(Records from a data collection)
========

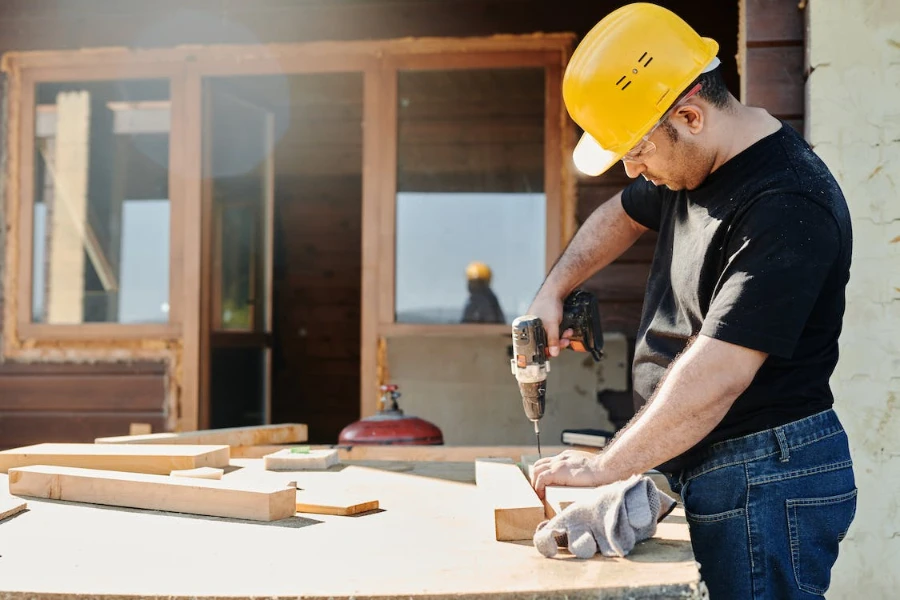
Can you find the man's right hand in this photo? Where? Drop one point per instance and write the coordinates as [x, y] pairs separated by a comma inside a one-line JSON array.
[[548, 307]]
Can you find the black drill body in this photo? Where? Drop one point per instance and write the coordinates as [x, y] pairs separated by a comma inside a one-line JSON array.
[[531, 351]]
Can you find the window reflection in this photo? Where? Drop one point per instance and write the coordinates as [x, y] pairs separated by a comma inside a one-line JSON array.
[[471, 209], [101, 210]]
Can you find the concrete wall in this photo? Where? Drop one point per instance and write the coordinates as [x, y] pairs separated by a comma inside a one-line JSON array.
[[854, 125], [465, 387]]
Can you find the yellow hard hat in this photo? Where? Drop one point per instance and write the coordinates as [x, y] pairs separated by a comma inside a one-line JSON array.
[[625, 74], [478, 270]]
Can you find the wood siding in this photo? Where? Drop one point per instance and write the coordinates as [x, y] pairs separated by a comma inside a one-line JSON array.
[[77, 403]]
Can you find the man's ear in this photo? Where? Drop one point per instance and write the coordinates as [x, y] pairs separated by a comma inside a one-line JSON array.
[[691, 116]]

========

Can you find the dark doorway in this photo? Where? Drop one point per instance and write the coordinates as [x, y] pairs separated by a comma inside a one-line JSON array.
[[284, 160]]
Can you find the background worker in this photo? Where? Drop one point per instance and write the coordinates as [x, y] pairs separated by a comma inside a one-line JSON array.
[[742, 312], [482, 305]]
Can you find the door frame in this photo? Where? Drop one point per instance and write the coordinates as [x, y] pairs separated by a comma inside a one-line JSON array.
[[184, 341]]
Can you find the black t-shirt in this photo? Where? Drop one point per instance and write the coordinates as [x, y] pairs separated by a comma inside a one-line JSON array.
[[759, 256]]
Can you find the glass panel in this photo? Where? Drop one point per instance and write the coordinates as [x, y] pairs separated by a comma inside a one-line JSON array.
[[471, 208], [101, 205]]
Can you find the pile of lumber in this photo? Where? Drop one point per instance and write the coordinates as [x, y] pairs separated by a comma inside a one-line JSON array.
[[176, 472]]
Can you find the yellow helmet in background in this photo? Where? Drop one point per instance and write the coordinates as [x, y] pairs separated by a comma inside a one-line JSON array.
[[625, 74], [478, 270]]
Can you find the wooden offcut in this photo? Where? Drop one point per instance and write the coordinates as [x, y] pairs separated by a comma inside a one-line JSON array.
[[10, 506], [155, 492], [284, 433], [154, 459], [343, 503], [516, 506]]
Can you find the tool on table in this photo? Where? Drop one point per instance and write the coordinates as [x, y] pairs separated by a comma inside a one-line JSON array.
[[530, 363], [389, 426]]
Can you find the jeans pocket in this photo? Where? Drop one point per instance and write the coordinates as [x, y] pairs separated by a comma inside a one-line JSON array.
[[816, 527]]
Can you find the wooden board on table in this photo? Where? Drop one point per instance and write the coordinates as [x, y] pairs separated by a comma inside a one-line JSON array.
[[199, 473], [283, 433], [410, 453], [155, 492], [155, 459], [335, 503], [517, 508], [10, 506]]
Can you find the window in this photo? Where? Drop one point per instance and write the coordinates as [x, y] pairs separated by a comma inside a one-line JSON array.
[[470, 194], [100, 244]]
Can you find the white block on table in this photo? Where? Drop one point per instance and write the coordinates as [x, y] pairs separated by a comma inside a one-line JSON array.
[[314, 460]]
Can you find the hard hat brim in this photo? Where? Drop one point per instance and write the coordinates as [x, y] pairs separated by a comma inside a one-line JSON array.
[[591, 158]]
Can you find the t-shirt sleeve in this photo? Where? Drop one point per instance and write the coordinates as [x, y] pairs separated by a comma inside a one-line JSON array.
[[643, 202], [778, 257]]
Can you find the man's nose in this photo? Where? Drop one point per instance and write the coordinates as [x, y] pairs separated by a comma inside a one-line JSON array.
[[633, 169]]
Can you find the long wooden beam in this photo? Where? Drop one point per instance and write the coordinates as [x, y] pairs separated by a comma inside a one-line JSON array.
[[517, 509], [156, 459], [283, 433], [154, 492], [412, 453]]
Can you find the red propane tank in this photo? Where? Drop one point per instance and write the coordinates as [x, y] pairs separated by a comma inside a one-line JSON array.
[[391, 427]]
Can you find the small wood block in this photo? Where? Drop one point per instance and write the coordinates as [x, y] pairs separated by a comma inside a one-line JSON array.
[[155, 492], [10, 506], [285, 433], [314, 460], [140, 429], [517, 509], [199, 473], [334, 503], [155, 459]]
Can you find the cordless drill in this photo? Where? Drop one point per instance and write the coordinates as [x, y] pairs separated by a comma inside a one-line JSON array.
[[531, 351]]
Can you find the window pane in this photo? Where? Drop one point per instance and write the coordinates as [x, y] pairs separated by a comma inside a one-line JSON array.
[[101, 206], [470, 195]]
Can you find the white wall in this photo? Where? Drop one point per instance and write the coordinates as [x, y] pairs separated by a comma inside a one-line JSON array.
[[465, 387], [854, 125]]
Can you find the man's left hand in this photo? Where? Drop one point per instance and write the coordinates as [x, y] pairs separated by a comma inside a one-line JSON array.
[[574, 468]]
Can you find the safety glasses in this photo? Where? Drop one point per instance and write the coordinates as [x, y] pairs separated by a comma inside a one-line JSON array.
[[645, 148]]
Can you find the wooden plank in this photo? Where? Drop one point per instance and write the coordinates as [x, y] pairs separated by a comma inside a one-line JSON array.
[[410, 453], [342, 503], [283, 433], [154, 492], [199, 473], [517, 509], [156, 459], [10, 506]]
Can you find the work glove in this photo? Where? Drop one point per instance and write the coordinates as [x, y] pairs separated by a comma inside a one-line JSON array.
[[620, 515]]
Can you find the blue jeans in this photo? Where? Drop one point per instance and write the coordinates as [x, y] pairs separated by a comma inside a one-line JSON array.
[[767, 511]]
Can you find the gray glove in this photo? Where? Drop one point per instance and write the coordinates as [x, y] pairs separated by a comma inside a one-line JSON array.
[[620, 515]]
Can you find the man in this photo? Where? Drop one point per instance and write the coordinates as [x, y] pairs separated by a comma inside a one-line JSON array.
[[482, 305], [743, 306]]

========

TASK OBJECTIVE:
Copy out the data from the line that has "Can you find the man's right" through the line that has "[[548, 307]]", changing "right hand" to "left hand" and leaving everything else as it stands.

TASK RESULT:
Can you find the man's left hand in this photo? Where? Drop one point per instance and write the coordinates as [x, y] pairs separated by a comma inside a one-line JSON array.
[[548, 307]]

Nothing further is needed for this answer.